Start of Source material

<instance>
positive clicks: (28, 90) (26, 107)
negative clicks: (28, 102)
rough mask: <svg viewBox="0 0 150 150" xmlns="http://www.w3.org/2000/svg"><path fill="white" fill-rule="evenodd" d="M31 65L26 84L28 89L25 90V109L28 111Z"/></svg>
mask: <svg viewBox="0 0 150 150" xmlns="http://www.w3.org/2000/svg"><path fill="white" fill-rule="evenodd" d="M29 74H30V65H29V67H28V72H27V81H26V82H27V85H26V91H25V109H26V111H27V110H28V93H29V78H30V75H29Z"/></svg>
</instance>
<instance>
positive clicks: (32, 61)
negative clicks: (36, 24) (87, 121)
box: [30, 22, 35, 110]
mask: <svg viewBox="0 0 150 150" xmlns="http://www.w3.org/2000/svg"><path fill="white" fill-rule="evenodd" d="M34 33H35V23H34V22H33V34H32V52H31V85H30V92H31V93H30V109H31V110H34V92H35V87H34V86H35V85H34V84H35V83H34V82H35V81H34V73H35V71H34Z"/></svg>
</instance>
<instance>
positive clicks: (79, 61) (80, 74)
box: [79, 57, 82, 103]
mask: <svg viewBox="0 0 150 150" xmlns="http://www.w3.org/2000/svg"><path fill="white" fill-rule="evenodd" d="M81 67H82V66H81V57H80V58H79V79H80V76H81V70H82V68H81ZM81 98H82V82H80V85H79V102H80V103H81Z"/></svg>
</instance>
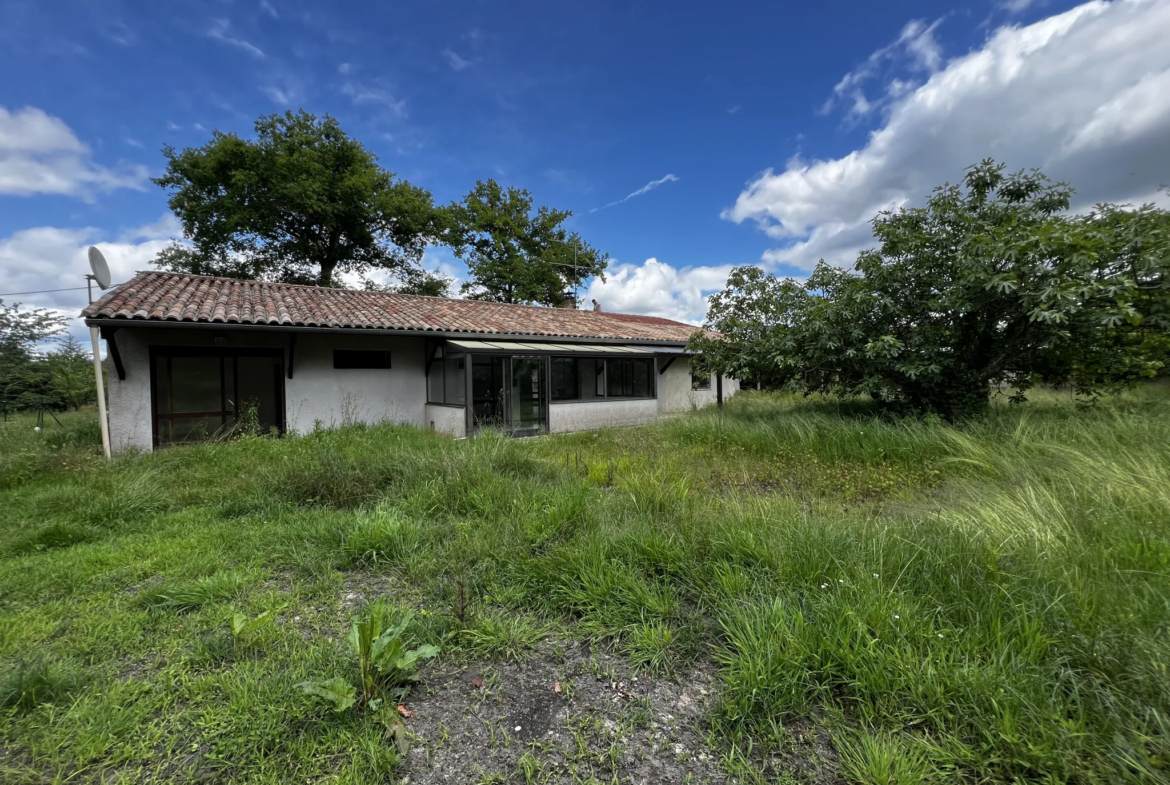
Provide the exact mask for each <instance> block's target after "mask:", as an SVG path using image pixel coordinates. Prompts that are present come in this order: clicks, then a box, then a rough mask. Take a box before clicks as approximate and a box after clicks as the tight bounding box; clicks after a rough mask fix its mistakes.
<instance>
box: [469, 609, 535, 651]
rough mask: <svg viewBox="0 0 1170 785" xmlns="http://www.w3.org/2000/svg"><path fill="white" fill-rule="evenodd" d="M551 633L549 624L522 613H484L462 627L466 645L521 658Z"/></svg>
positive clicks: (483, 649)
mask: <svg viewBox="0 0 1170 785" xmlns="http://www.w3.org/2000/svg"><path fill="white" fill-rule="evenodd" d="M548 634H549V625H548V624H545V622H542V621H539V620H538V619H536V618H534V617H531V615H526V614H523V613H515V612H514V613H508V612H505V611H497V612H495V613H487V614H481V615H477V617H476V618H475V620H474V621H473V625H472V626H470V627H468V628H466V629H462V631H460V633H459V640H460V642H461V643H462V646H463V648H464V649H467V650H468V652H473V653H475V654H479V655H481V656H487V657H493V659H494V657H504V659H508V660H512V661H518V660H521V659H522V657H523V655H525V654H528V653H529V652H531V650H532V649H534V648H536V645H537V643H539V642H541V641H542V640H544V638H545V636H546V635H548Z"/></svg>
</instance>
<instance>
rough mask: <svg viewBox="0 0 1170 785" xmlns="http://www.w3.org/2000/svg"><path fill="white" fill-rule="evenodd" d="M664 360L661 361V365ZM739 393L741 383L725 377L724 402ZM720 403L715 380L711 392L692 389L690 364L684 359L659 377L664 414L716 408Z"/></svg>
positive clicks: (723, 379)
mask: <svg viewBox="0 0 1170 785" xmlns="http://www.w3.org/2000/svg"><path fill="white" fill-rule="evenodd" d="M662 361H663V360H661V359H660V360H659V363H660V364H661V363H662ZM737 392H739V381H738V380H737V379H731V378H730V377H723V400H727V399H729V398H731V397H732V395H735V394H736V393H737ZM717 402H718V392H717V391H716V388H715V379H711V388H710V390H691V388H690V363H689V361H688V360H687V358H684V357H680V358H679V359H676V360H675V361H674V363H672V364H670V367H668V369H667V370H666V373H663V374H661V376H660V377H659V412H661V413H662V414H674V413H677V412H689V411H691V409H696V408H702V407H704V406H714V405H715V404H717Z"/></svg>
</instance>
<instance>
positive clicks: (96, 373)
mask: <svg viewBox="0 0 1170 785" xmlns="http://www.w3.org/2000/svg"><path fill="white" fill-rule="evenodd" d="M89 339H90V342H91V343H92V344H94V381H95V383H96V384H97V419H98V421H99V422H101V425H102V452H103V453H105V460H106V461H109V460H110V457H111V454H110V424H109V422H108V421H106V419H105V385H104V384H102V352H101V349H99V347H98V345H97V328H90V329H89Z"/></svg>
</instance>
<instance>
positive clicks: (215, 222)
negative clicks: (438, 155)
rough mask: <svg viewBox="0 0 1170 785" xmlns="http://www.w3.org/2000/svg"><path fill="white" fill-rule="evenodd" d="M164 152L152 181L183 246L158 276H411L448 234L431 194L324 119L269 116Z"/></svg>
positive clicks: (250, 277) (331, 118)
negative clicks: (176, 220)
mask: <svg viewBox="0 0 1170 785" xmlns="http://www.w3.org/2000/svg"><path fill="white" fill-rule="evenodd" d="M164 153H165V156H166V159H167V166H166V173H165V174H164V175H163V177H160V178H157V179H156V180H154V181H156V183H157V184H158V185H160V186H161V187H164V188H167V190H168V191H170V199H168V205H170V207H171V209H172V211H174V214H176V215H177V216H178V218H179V220H180V221H181V222H183V229H184V233H185V234H186V236H187V237H190V240H191V243H192V245H191V246H185V245H179V243H176V245H173V246H172V247H171V248H168V249H167V250H165V252H164V253H163V254H160V255H159V257H158V260H157V262H156V263H157V264H158V266H159V267H163V268H166V269H174V270H184V271H188V273H195V274H200V275H226V276H230V277H241V278H263V280H275V281H284V282H288V283H316V284H318V285H324V287H328V285H332V283H333V275H335V274H336V273H356V274H363V273H367V271H369V270H371V269H383V270H390V271H392V273H397V274H406V273H409V271H412V270H414V269H415V268H417V266H418V262H419V261H420V260H421V259H422V250H424V248H425V247H426V245H427V243H429V242H435V241H439V240H440V239H441V237H442V235H443V233H445V230H446V219H445V214H443V212H442V211H436V209H435V208H434V205H433V201H432V198H431V194H429V192H427V191H425V190H422V188H419V187H415V186H413V185H411V184H409V183H407V181H405V180H400V179H395V178H394V175H393V174H392V173H391V172H387V171H386V170H384V168H381V167H380V166H379V165H378V160H377V158H376V157H374V154H373V153H371V152H370V151H369V150H366V149H365V147H364V146H363V145H362V144H360V143H358V142H357V140H355V139H352V138H350V137H349V136H347V135H346V133H345V131H343V130H342V128H340V125H338V123H337V120H336V119H333V118H332V117H329V116H328V115H326V116H325V117H324V118H323V119H318V118H317V117H315V116H314V115H310V113H308V112H304V111H300V112H296V113H294V112H291V111H289V112H285V113H284V115H270V116H266V117H261V118H260V119H259V120H256V139H255V140H248V139H241V138H240V137H238V136H235V135H230V133H221V132H219V131H215V132H213V135H212V139H211V142H208V143H207V144H206V145H204V146H202V147H191V149H186V150H184V151H181V152H177V151H176V150H174V149H172V147H167V149H165V150H164Z"/></svg>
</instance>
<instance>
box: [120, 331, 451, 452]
mask: <svg viewBox="0 0 1170 785" xmlns="http://www.w3.org/2000/svg"><path fill="white" fill-rule="evenodd" d="M216 337H219V338H221V339H222V343H216V342H215V338H216ZM116 340H117V343H118V349H119V351H121V353H122V360H123V364H124V366H125V369H126V379H125V381H121V380H118V377H117V374H116V373H113V366H112V363H106V369H108V371H106V374H108V390H109V412H110V414H109V416H110V441H111V445H112V447H113V448H115V449H116V450H121V452H124V450H128V449H142V450H149V449H151V447H152V436H151V400H150V346H152V345H153V346H215V347H221V349H233V347H240V349H243V347H250V349H281V350H283V351H284V363H285V367H284V371H285V379H284V416H285V425H287V427H288V429H289V431H291V432H298V433H304V432H308V431H312V429H314V428H315V427H316V426H317V425H318V424H319V425H321V426H322V427H326V428H331V427H337V426H340V425H345V424H347V422H367V424H377V422H384V421H390V422H406V424H411V425H415V426H419V427H426V426H427V425H429V419H428V416H427V412H426V409H427V405H426V399H427V397H426V384H425V383H426V377H425V374H424V369H425V361H424V347H422V339H421V338H412V337H402V338H397V337H381V336H343V335H338V336H331V335H298V336H297V344H296V353H295V357H294V367H292V378H291V379H289V378H287V377H288V345H289V338H288V333H280V332H264V331H262V330H256V331H254V332H253V331H243V330H225V331H223V332H218V331H215V330H183V329H178V328H123V329H122V330H118V332H117V333H116ZM335 349H377V350H390V352H391V369H390V370H335V369H333V353H332V352H333V350H335ZM436 425H438V424H436Z"/></svg>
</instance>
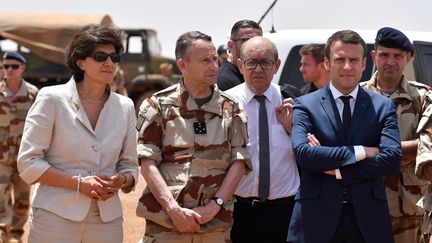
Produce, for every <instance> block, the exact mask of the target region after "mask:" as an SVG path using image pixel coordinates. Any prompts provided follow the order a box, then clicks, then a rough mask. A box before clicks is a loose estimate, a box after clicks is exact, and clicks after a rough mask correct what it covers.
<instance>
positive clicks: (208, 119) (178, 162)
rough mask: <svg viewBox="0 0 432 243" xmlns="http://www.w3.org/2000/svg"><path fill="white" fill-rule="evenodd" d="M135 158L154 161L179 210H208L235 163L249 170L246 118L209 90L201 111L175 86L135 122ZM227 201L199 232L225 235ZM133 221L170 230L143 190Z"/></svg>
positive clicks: (146, 109) (233, 106)
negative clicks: (152, 160) (137, 139)
mask: <svg viewBox="0 0 432 243" xmlns="http://www.w3.org/2000/svg"><path fill="white" fill-rule="evenodd" d="M137 129H138V130H139V133H138V145H137V146H138V147H137V151H138V158H139V159H140V160H141V159H143V158H148V159H152V160H155V161H156V163H157V165H158V169H159V171H160V173H161V175H162V177H163V179H164V180H165V182H166V183H167V185H168V189H169V190H170V191H171V193H172V195H173V197H174V198H175V199H176V200H177V202H178V204H179V205H180V206H182V207H186V208H194V207H197V206H202V205H205V204H207V203H208V202H209V201H210V200H211V198H212V197H213V196H214V195H215V193H216V192H217V191H218V189H219V188H220V186H221V184H222V181H223V180H224V178H225V174H226V172H227V170H228V168H229V167H230V165H231V163H232V162H233V161H235V160H243V161H245V163H246V165H247V167H248V168H249V169H251V162H250V158H249V154H248V152H247V149H246V144H247V142H248V140H247V128H246V116H245V113H244V112H243V111H241V110H240V109H239V108H238V104H237V103H236V102H235V101H234V99H233V98H230V97H229V96H228V95H227V94H225V93H223V92H221V91H219V90H218V88H217V87H216V85H215V87H214V90H213V95H212V98H211V100H210V101H209V102H208V103H207V104H204V105H203V106H201V107H200V108H199V107H198V106H197V105H196V103H195V101H194V99H193V98H191V97H190V96H189V93H188V92H187V90H186V89H185V88H184V86H183V83H182V82H179V83H178V84H176V85H173V86H171V87H169V88H167V89H165V90H162V91H160V92H158V93H156V94H154V95H153V96H152V97H151V98H150V99H147V100H145V101H144V102H143V103H142V104H141V107H140V111H139V115H138V121H137ZM232 210H233V202H232V200H230V201H229V202H226V204H225V205H224V206H223V207H222V208H221V210H220V211H219V213H218V214H217V215H216V216H215V218H214V219H213V220H211V221H210V222H208V223H206V224H204V225H201V231H202V232H211V231H220V230H228V229H229V228H230V227H231V224H232ZM137 215H138V216H140V217H144V218H146V220H150V221H152V222H154V223H156V224H158V225H160V226H163V227H164V228H165V230H167V231H174V230H175V227H174V225H173V223H172V221H171V219H170V218H169V216H168V215H167V213H166V212H165V210H164V209H162V207H161V206H160V204H159V203H158V202H157V201H156V199H155V198H154V196H153V194H152V193H151V192H150V190H149V189H148V188H146V189H145V190H144V192H143V195H142V197H141V198H140V199H139V203H138V208H137Z"/></svg>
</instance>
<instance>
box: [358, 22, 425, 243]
mask: <svg viewBox="0 0 432 243" xmlns="http://www.w3.org/2000/svg"><path fill="white" fill-rule="evenodd" d="M413 53H414V48H413V45H412V44H411V42H410V40H409V39H408V37H406V35H405V34H404V33H402V32H401V31H399V30H397V29H394V28H391V27H384V28H381V29H380V30H378V32H377V35H376V38H375V50H373V51H372V52H371V56H372V59H373V61H374V63H375V66H376V72H375V73H374V75H373V76H372V78H371V80H369V81H368V82H364V83H362V84H361V85H362V86H363V87H364V88H366V89H369V90H372V91H375V92H377V93H380V94H382V95H385V96H387V97H388V98H390V99H391V100H392V101H393V103H394V105H395V108H396V112H397V116H398V127H399V130H400V136H401V143H402V160H401V165H400V166H401V173H400V174H399V175H396V176H390V177H387V178H386V180H385V183H386V193H387V199H388V204H389V209H390V214H391V216H392V225H393V233H394V237H395V241H396V243H405V242H412V243H417V242H420V241H419V240H420V238H421V230H420V225H421V221H422V215H423V212H424V211H423V209H421V208H420V207H417V205H416V203H417V201H419V199H420V198H421V197H422V195H423V194H424V193H425V192H426V190H427V182H426V181H424V180H420V179H419V178H418V177H417V176H416V175H415V174H414V168H415V164H416V152H417V146H418V142H419V136H418V135H417V133H416V129H417V126H418V123H419V121H420V118H421V115H422V113H423V111H424V108H425V106H424V101H425V98H426V93H427V91H428V90H429V89H430V87H429V86H427V85H425V84H422V83H418V82H415V81H409V80H407V79H406V77H405V76H404V70H405V67H406V66H407V64H408V63H409V61H410V60H411V57H412V55H413Z"/></svg>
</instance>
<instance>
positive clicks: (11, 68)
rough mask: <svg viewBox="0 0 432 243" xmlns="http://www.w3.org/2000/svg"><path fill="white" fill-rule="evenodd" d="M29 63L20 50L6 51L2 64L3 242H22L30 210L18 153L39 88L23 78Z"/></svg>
mask: <svg viewBox="0 0 432 243" xmlns="http://www.w3.org/2000/svg"><path fill="white" fill-rule="evenodd" d="M26 63H27V60H26V59H25V58H24V57H23V56H22V55H21V54H19V53H17V52H6V53H4V55H3V60H2V63H1V64H2V68H1V71H0V109H1V111H2V112H1V113H0V123H1V124H0V134H1V135H0V143H1V149H0V156H1V158H0V168H1V169H0V242H13V243H15V242H22V240H21V237H22V235H23V234H24V229H23V228H24V225H25V223H26V221H27V218H28V212H29V204H30V202H29V201H30V198H29V197H30V186H29V185H27V183H25V182H24V181H23V180H22V179H21V178H20V177H19V175H18V174H19V173H18V170H17V155H18V149H19V146H20V141H21V137H22V134H23V129H24V122H25V119H26V116H27V112H28V110H29V109H30V106H31V105H32V104H33V102H34V100H35V98H36V95H37V92H38V89H37V88H36V87H35V86H33V85H31V84H29V83H27V82H26V81H25V80H24V79H23V74H24V71H25V67H26ZM12 202H14V203H13V205H12Z"/></svg>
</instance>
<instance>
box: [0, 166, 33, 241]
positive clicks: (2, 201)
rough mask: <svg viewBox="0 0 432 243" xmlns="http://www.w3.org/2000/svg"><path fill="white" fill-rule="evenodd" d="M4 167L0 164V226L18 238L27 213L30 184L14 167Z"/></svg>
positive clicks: (22, 232) (9, 232)
mask: <svg viewBox="0 0 432 243" xmlns="http://www.w3.org/2000/svg"><path fill="white" fill-rule="evenodd" d="M5 167H6V166H5V165H0V227H1V228H2V229H4V230H5V231H6V232H7V234H11V235H14V236H16V237H18V238H20V237H21V236H22V234H23V233H24V225H25V223H26V221H27V219H28V214H29V204H30V203H29V200H30V186H29V185H28V184H27V183H25V182H24V181H23V180H22V179H21V178H20V177H19V175H18V171H17V169H16V168H10V167H9V168H5Z"/></svg>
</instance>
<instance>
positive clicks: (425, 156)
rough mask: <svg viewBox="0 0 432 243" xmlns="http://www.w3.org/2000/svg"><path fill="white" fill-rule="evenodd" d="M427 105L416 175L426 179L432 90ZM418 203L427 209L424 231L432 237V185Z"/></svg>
mask: <svg viewBox="0 0 432 243" xmlns="http://www.w3.org/2000/svg"><path fill="white" fill-rule="evenodd" d="M425 106H426V109H425V111H424V113H423V115H422V117H421V119H420V123H419V125H418V128H417V132H418V133H419V134H420V139H419V145H418V150H417V158H416V168H415V173H416V175H417V176H418V177H419V178H422V179H426V178H425V176H424V173H423V172H424V171H423V169H424V166H425V165H427V164H429V163H431V162H432V91H429V92H428V93H427V94H426V101H425ZM417 205H418V206H419V207H421V208H423V209H424V210H425V214H424V215H423V222H422V231H423V234H426V235H427V236H428V237H429V238H430V233H431V232H432V231H431V229H430V227H431V224H432V213H431V212H432V185H429V188H428V191H427V192H426V193H425V194H424V197H423V198H422V199H421V200H420V201H419V202H418V203H417Z"/></svg>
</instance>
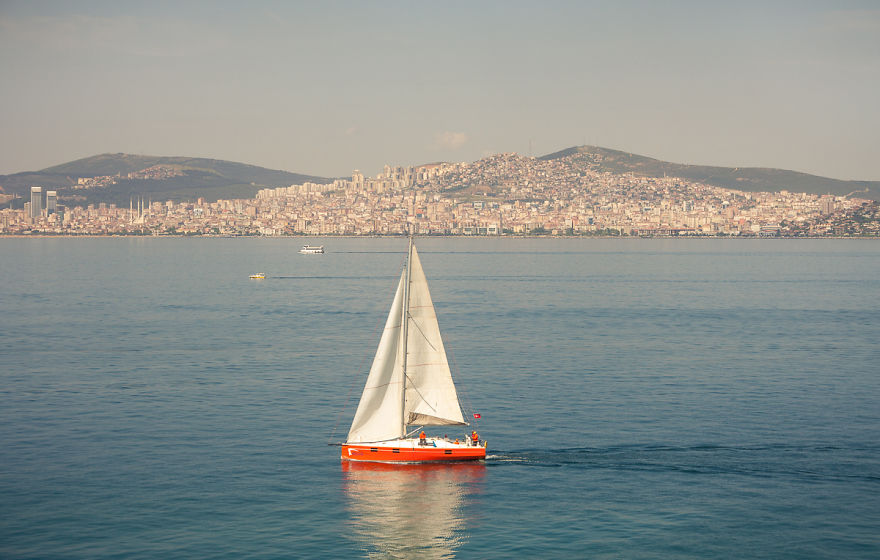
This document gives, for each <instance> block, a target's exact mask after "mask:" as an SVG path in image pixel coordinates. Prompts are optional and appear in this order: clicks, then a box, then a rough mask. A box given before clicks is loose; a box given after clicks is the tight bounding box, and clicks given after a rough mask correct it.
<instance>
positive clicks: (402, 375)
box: [342, 237, 485, 462]
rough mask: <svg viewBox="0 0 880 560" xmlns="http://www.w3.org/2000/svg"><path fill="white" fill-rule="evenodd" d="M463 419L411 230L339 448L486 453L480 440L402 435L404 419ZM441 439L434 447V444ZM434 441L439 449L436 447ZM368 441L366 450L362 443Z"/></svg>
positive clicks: (436, 322)
mask: <svg viewBox="0 0 880 560" xmlns="http://www.w3.org/2000/svg"><path fill="white" fill-rule="evenodd" d="M411 425H418V426H458V425H467V422H466V421H465V420H464V416H463V415H462V412H461V405H460V404H459V399H458V393H457V392H456V389H455V383H454V382H453V380H452V373H451V371H450V369H449V362H448V360H447V357H446V349H445V348H444V345H443V338H442V336H441V334H440V326H439V324H438V321H437V315H436V312H435V309H434V303H433V301H432V300H431V293H430V290H429V289H428V281H427V278H426V277H425V273H424V269H423V268H422V264H421V260H420V259H419V254H418V251H417V250H416V248H415V246H414V245H413V242H412V238H411V237H410V243H409V249H408V251H407V259H406V266H405V267H404V270H403V272H402V273H401V278H400V282H399V283H398V286H397V290H396V292H395V295H394V300H393V302H392V304H391V309H390V310H389V313H388V318H387V319H386V322H385V328H384V329H383V332H382V336H381V338H380V341H379V347H378V348H377V350H376V355H375V356H374V358H373V363H372V366H371V368H370V373H369V375H368V376H367V381H366V384H365V386H364V390H363V393H362V394H361V399H360V402H359V403H358V408H357V411H356V412H355V416H354V419H353V421H352V424H351V429H350V430H349V433H348V439H347V442H346V443H345V444H343V448H342V458H343V459H347V460H372V461H394V462H409V461H443V460H473V459H482V458H485V445H483V446H480V445H478V442H476V441H470V438H464V440H465V442H462V441H459V440H456V441H452V440H448V438H443V439H442V440H441V439H438V438H435V439H433V445H432V446H430V447H431V449H428V447H429V446H428V445H427V444H426V443H425V442H426V438H421V439H420V440H416V439H414V438H407V437H406V436H407V433H406V428H407V426H411ZM438 443H439V447H438ZM438 448H439V449H440V451H438ZM365 449H366V450H365Z"/></svg>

End of Source material

■ Exercise brief:
Reproduce verbatim the stretch of the data above, from its start through the line containing "65L26 84L28 89L25".

■ Task answer:
<instance>
positive clicks: (28, 90) (26, 107)
negative clicks: (28, 102)
rough mask: <svg viewBox="0 0 150 150" xmlns="http://www.w3.org/2000/svg"><path fill="white" fill-rule="evenodd" d="M31 65L26 84L28 89L25 90V109L28 111Z"/></svg>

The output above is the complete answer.